■ TASK STATEMENT ■
Please reproduce all of the material below word for word, leaving out no line and changing nothing.

■ LISTING ■
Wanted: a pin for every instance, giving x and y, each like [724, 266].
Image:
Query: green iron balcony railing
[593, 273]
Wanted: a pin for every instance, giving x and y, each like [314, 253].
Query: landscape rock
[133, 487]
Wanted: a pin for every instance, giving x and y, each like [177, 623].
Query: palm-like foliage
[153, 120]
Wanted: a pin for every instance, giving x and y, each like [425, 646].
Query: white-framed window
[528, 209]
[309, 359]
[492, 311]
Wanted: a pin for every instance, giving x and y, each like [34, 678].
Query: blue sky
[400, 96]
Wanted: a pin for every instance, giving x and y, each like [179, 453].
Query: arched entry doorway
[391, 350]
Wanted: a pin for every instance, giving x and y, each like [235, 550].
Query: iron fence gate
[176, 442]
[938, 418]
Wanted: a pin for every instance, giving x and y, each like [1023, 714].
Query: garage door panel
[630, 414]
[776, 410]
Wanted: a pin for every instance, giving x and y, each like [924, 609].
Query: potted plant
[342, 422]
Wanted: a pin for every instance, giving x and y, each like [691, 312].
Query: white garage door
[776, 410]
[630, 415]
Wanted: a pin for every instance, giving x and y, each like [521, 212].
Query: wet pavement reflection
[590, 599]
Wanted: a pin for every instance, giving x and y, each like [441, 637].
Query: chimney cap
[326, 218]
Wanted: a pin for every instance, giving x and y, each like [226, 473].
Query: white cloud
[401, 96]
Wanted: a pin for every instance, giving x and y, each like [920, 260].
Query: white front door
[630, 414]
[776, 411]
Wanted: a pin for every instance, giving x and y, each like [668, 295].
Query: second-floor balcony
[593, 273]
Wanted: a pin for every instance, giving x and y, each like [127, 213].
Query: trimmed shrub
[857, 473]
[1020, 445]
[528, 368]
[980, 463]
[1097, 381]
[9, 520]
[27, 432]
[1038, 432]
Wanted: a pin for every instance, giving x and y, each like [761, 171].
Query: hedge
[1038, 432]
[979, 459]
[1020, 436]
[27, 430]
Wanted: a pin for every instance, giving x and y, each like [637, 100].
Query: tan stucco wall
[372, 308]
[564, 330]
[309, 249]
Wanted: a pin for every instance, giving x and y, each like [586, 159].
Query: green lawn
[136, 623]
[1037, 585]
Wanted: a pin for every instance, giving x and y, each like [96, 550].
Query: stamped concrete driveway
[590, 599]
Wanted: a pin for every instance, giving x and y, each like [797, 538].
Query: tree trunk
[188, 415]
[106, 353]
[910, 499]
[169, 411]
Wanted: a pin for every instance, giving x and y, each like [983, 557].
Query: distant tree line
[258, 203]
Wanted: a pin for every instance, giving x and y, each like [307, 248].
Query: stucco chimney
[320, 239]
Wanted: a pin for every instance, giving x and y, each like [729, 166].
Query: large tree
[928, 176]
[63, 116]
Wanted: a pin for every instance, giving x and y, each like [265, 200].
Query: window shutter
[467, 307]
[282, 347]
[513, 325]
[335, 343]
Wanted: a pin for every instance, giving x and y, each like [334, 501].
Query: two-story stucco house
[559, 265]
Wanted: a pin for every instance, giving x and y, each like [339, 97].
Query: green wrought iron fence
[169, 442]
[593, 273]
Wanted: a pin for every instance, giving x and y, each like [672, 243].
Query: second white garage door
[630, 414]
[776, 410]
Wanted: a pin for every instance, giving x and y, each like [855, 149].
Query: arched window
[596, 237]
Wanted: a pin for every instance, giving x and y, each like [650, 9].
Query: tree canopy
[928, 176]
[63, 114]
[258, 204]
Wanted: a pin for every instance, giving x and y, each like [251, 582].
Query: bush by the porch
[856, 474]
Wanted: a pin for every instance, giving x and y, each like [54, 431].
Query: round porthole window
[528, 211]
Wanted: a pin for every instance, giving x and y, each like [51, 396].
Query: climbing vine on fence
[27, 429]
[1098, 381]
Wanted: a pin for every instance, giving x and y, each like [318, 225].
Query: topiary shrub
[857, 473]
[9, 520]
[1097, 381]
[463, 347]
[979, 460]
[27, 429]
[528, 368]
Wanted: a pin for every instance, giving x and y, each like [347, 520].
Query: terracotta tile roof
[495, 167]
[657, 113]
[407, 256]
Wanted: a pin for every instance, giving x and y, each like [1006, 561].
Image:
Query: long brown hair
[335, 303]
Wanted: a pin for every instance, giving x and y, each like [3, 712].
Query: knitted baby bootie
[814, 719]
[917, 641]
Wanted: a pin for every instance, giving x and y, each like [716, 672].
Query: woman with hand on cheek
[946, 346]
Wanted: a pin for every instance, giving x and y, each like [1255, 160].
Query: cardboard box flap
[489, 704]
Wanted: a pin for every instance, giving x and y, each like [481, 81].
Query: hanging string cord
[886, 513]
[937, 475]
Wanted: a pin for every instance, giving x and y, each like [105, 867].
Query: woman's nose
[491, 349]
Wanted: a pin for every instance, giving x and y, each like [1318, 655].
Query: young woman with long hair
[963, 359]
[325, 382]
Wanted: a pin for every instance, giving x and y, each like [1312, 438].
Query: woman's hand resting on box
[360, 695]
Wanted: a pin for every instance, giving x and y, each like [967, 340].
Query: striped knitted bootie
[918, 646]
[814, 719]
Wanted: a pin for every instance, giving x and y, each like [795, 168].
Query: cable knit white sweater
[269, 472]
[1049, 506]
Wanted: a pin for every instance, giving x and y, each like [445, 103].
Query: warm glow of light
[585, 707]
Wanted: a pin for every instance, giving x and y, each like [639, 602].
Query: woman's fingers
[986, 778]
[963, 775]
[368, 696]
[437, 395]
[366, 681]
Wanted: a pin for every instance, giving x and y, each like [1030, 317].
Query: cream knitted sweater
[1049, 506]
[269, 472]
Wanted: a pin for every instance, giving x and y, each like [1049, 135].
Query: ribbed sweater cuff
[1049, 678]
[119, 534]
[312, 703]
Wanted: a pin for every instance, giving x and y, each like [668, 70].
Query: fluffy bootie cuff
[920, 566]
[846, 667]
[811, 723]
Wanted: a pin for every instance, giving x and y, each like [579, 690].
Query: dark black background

■ THE COMPLETED TASK ■
Wanted: a pin for every instance, giving x and y, each like [724, 266].
Image:
Query: green iron balcony railing
[593, 273]
Wanted: a pin for every instance, giving x and y, each like [314, 253].
Query: landscape rock
[133, 487]
Wanted: a pin for every instance, giving x and y, each like [177, 623].
Query: palm-like foliage
[153, 120]
Wanted: a pin for every instance, giving x and y, each like [425, 646].
Query: white-framed window
[528, 209]
[309, 359]
[492, 311]
Wanted: a pin for every instance, giving x and y, each like [34, 678].
Query: blue sky
[400, 96]
Wanted: a pin for every instance, giving x and y, each like [179, 453].
Query: arched entry doorway
[391, 350]
Wanted: a pin for every instance, giving x and y, each like [235, 550].
Query: iron fence gate
[176, 442]
[938, 418]
Wanted: a pin for every instance, giving x and y, each like [1023, 714].
Query: garage door panel
[630, 414]
[776, 410]
Wanted: a pin for every instance, giving x and y, each like [924, 609].
Query: potted plant
[342, 422]
Wanted: a pin for every instance, giving x and y, each like [691, 312].
Query: white garage door
[776, 410]
[630, 415]
Wanted: a pin for every instance, giving x and y, each like [521, 212].
Query: wet pavement reflection
[590, 599]
Wanted: a pin for every instance, giving x and y, each like [441, 637].
Query: chimney cap
[326, 218]
Wanted: a pin for every instance, giving x and y, each like [226, 473].
Query: white cloud
[401, 96]
Wanted: a pin for every instance, giving x and y, each like [920, 260].
Query: white front door
[630, 414]
[776, 411]
Wanted: a pin for every instance, giving x and y, each like [668, 295].
Query: second-floor balcony
[593, 273]
Wanted: a pin for every instance, giving x and y, each like [127, 213].
Query: trimmed shrub
[857, 473]
[1020, 445]
[528, 368]
[980, 463]
[1097, 381]
[9, 520]
[27, 432]
[1038, 432]
Wanted: a pin for every instance, giving x and y, each like [761, 171].
Query: hedge
[1038, 432]
[979, 459]
[1020, 436]
[27, 430]
Wanted: a pin for every instance, giving x and y, each like [637, 100].
Query: tan stucco wall
[372, 308]
[564, 330]
[309, 249]
Wanted: a pin for every instance, giving x and y, each like [586, 159].
Query: green lawn
[136, 623]
[1037, 585]
Wanted: a pin for every instance, giving x and y, each like [96, 550].
Query: stamped concrete driveway
[590, 599]
Wanted: a pin for every instance, giving x and y, each like [797, 538].
Query: tree trunk
[188, 415]
[106, 353]
[910, 499]
[169, 411]
Wanted: a pin for every instance, giving x and y, each like [983, 557].
Query: distant tree line
[258, 203]
Wanted: a pin for every instance, giving x and y, each like [307, 248].
Query: stucco chimney
[320, 239]
Wanted: a pin for every instance, giving x and y, each like [729, 166].
Query: large tree
[928, 176]
[63, 116]
Wanted: a pin for every instance, giving x and y, each like [265, 200].
Query: window shutter
[467, 307]
[282, 347]
[513, 325]
[335, 343]
Wanted: a pin for every instance, giving x and y, each like [334, 501].
Query: two-story stucco house
[559, 265]
Wanted: a pin for every instance, giving x and y, each like [339, 97].
Query: green wrought iron fence
[169, 442]
[593, 273]
Wanted: a pin for every instance, giving x and y, each like [672, 243].
Query: second white garage door
[630, 414]
[776, 410]
Wanted: a pin for every instance, giving x and y, each like [855, 149].
Query: arched window
[596, 237]
Wanted: a pin for every instance, giving x and y, each like [650, 9].
Query: tree canopy
[928, 176]
[63, 114]
[258, 204]
Wanted: a pin for every instance, giving x and y, each like [251, 582].
Query: bush by the porch
[856, 474]
Wanted: a pin for every instance, giving x and y, each like [54, 431].
Query: round porthole window
[528, 211]
Wanted: a pin for every instance, giving x and y, each like [51, 396].
Query: climbing vine on fence
[27, 429]
[1098, 381]
Wanted: a pin for every instance, giving x and y, each like [318, 225].
Query: topiary shrub
[857, 473]
[9, 520]
[1097, 381]
[463, 347]
[979, 460]
[27, 429]
[528, 368]
Wanted: a pin for every instance, giving x and y, each like [347, 520].
Query: terracotta tile roof
[495, 167]
[657, 113]
[407, 256]
Wanted: a pin for every instance, giving x and y, each like [1006, 561].
Image:
Query: long brown hair
[335, 303]
Wanted: a pin for every instance, giving x and y, each like [3, 712].
Query: knitted baby bootie
[814, 719]
[917, 641]
Wanted: a pin for every instance, giving x and y, each like [716, 672].
Query: woman with hand on cheek
[946, 346]
Wanted: a pin for every instance, giving x and y, each like [1255, 160].
Query: cardboard box flap
[489, 704]
Wanted: a pin for every instance, giving x and y, each like [481, 81].
Query: hanging string cord
[886, 513]
[937, 475]
Wanted: a pin for every instance, giving x and y, each like [105, 867].
Query: woman's nose
[491, 349]
Wanted: a pin for every instance, giving x and y, each like [1318, 655].
Query: young woman with long hair
[963, 359]
[325, 382]
Wanted: a pin for every instance, giving x and y, each like [1312, 438].
Query: woman's hand resting on box
[360, 695]
Wanted: a pin for every instance, giving x and y, each like [967, 340].
Query: striped knitted bootie
[918, 646]
[814, 719]
Wanted: a pin for every instance, giving x and y, each like [795, 168].
Query: cable knit white sweater
[269, 472]
[1049, 506]
Wanted: a pin for every instance, giving x and y, each like [445, 103].
Query: warm glow of light
[585, 707]
Wanted: a pin for every instance, giving x and y, each like [639, 602].
Query: woman's fingers
[986, 778]
[963, 775]
[368, 696]
[437, 395]
[366, 681]
Wanted: a pin for every instance, giving x and y, each like [1030, 317].
Query: cream knitted sweater
[1049, 506]
[269, 472]
Wanted: a pin for every instance, giving x and y, each like [1049, 135].
Query: ribbed sweater cuff
[1049, 678]
[119, 534]
[312, 703]
Wanted: a pin for every instance, giving x and y, each like [668, 70].
Query: fluffy bootie cuff
[920, 566]
[846, 667]
[811, 723]
Wanted: a pin for every instance, giving x and y, each like [579, 690].
Query: dark black background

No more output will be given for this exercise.